**Data for the task:**
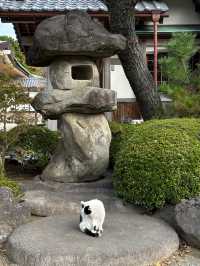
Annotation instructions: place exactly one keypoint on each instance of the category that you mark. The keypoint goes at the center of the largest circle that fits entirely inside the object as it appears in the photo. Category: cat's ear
(87, 210)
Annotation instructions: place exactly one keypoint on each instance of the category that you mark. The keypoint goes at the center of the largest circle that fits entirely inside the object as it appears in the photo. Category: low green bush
(5, 182)
(35, 146)
(159, 162)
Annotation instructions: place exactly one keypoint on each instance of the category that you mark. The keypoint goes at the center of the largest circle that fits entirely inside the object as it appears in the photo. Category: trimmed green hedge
(158, 162)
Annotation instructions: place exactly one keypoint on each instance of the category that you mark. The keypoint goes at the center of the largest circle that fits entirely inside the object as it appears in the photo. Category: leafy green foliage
(12, 100)
(19, 55)
(159, 163)
(5, 182)
(35, 144)
(183, 84)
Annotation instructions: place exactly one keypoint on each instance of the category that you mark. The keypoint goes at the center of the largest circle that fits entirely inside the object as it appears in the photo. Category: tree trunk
(133, 59)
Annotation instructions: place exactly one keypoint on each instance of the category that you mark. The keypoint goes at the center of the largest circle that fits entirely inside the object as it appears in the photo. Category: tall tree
(133, 59)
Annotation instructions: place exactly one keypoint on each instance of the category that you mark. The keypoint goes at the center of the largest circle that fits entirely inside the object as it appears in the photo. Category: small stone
(187, 215)
(5, 231)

**Exercise requirements:**
Take the lines from the one containing "Category: small stone" through the end of the items, and write them out again with "keypoint" swapped for "marker" and nothing else changed.

**Task output:**
Annotation instructions: place exactly one marker on each instance of the category that you mark. The marker goes at the center of the largest circle that fits entirely inside the object as it appears in the photo. Category: small stone
(187, 215)
(5, 231)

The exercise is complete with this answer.